• [Task brief]:
Copy the records below verbatim, from the line with "bush and report the position of each." to the line with "(525, 1167)", including both of those lines.
******************************
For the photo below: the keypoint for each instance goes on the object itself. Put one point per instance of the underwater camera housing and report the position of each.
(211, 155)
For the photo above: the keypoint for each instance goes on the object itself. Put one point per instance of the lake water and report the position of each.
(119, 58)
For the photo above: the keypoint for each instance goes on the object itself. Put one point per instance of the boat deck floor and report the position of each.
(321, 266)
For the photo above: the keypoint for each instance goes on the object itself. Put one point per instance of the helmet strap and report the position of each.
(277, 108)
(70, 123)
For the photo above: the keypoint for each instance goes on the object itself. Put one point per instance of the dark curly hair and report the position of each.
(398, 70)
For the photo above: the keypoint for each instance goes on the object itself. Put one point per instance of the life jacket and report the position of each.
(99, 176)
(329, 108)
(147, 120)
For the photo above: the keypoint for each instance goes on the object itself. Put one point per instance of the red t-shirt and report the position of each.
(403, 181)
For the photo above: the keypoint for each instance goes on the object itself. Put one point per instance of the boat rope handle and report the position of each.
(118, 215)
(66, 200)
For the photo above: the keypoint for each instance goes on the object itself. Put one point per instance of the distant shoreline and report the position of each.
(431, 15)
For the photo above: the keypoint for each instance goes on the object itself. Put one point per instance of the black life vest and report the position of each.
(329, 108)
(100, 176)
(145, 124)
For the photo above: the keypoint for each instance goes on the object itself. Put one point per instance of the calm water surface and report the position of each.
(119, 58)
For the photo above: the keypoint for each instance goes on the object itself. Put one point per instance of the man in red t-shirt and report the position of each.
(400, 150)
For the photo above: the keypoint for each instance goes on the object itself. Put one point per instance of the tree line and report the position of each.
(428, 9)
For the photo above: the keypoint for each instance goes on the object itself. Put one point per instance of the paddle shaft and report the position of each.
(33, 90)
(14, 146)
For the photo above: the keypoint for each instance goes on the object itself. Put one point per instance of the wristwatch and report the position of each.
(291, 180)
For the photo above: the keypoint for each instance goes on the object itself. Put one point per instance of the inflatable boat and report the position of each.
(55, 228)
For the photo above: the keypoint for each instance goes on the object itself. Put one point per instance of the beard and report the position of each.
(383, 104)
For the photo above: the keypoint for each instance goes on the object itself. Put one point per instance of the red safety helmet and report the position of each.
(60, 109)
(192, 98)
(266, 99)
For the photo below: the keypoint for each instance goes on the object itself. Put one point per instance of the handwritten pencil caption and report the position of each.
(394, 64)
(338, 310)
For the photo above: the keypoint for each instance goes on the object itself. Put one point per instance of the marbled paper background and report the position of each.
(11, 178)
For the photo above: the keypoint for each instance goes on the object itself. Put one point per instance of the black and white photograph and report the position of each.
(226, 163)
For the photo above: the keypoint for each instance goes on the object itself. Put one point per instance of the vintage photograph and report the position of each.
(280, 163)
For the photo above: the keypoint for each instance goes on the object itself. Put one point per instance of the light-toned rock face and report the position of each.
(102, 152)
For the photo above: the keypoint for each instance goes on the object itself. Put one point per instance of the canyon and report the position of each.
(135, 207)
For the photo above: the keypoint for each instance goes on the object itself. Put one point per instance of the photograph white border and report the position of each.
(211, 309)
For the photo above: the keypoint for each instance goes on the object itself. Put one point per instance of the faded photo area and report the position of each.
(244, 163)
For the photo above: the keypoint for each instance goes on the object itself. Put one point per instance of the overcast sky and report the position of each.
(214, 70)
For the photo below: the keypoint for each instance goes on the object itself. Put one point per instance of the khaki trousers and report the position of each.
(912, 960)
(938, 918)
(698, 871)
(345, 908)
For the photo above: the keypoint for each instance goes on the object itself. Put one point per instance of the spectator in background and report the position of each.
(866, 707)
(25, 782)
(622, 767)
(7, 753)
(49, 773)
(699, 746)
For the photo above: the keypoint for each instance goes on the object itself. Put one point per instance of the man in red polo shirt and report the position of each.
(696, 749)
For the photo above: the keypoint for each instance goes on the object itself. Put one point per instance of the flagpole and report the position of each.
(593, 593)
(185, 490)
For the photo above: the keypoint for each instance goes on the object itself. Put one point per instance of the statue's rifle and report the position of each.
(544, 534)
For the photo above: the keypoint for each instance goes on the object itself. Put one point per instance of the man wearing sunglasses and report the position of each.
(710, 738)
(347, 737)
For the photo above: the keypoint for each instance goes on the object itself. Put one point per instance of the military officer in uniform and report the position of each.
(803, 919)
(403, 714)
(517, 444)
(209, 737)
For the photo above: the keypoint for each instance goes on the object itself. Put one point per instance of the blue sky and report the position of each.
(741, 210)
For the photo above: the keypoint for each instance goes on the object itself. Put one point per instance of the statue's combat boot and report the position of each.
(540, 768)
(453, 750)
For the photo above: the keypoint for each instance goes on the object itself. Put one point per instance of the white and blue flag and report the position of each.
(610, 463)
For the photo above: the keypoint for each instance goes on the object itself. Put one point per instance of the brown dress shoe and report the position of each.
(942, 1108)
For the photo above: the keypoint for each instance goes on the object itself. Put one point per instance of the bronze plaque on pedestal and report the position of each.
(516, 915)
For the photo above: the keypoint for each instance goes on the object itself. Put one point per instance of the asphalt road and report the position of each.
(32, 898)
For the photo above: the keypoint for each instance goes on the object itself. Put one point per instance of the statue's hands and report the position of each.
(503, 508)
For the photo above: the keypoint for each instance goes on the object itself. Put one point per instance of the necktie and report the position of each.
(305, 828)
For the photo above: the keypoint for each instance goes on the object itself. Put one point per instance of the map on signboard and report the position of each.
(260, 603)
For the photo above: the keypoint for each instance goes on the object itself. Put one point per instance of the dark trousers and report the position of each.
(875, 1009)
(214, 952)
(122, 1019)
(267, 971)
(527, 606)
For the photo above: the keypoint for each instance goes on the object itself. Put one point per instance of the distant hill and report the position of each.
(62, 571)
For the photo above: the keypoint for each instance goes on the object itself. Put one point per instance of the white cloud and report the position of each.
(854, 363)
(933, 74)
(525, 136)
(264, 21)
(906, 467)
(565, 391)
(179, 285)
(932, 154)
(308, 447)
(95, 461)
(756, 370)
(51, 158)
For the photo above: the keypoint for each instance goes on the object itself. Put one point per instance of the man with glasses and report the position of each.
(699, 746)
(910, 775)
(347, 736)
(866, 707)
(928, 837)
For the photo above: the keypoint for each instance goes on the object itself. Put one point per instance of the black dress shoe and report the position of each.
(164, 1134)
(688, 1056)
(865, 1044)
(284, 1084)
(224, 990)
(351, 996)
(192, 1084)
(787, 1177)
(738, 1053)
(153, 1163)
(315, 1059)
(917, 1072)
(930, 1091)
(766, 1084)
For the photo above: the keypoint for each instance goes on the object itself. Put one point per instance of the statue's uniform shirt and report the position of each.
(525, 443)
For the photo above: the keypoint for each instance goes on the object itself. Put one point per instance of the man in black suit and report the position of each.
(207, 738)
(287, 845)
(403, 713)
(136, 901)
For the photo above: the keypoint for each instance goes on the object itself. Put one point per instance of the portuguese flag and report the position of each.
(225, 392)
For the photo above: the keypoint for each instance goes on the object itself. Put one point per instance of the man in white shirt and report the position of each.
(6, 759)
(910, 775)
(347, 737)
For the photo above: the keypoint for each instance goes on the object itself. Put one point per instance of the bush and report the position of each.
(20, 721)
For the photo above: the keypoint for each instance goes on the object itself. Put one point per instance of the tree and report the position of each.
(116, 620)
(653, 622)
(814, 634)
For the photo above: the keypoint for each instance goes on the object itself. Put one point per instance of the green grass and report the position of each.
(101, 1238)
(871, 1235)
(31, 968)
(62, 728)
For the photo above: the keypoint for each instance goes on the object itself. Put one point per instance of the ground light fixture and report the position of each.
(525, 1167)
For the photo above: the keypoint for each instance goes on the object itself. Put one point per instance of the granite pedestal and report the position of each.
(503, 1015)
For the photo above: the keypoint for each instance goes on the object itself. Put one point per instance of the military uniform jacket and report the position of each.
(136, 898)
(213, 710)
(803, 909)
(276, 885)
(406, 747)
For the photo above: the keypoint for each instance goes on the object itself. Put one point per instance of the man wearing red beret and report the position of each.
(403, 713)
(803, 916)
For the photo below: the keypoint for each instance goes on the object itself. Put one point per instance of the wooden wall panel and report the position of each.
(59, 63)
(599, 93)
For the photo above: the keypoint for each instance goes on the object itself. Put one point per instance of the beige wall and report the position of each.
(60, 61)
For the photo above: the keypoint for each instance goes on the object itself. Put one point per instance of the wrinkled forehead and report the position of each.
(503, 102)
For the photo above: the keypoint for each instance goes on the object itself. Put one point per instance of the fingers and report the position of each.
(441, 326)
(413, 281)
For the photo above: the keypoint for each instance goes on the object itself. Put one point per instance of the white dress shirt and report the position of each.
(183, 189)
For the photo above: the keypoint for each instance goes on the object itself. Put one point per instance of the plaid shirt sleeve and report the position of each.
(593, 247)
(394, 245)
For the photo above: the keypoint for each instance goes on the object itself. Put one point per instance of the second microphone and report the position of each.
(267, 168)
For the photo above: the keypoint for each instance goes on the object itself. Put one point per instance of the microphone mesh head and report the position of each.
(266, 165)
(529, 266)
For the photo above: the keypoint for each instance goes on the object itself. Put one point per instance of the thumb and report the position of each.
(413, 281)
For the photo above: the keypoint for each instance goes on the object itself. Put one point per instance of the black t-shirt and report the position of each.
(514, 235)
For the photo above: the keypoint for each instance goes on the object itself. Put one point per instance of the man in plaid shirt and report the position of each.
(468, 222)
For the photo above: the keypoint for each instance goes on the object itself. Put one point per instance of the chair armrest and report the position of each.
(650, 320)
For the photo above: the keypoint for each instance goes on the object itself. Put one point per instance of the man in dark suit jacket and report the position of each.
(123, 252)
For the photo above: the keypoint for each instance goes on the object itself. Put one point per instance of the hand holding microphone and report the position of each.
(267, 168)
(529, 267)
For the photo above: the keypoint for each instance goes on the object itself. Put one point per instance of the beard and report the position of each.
******************************
• [Solved problem]:
For the photo above: the keypoint for each instance goes on the object itself. Put one point per instance of the bush and report the position of each.
(20, 721)
For the photo above: the keypoint for each instance goes on the object itself. Put one point per instance of the tree and report the position of each.
(116, 620)
(653, 622)
(814, 634)
For the photo above: the keypoint for each instance goes on the object itself. Put one point per instance of the green grass and report the position of each.
(101, 1238)
(871, 1235)
(31, 968)
(62, 728)
For the photo above: the keypoint for each instance goes on the object itself. Put one point per instance of the ground light fixture and report the position of each.
(525, 1167)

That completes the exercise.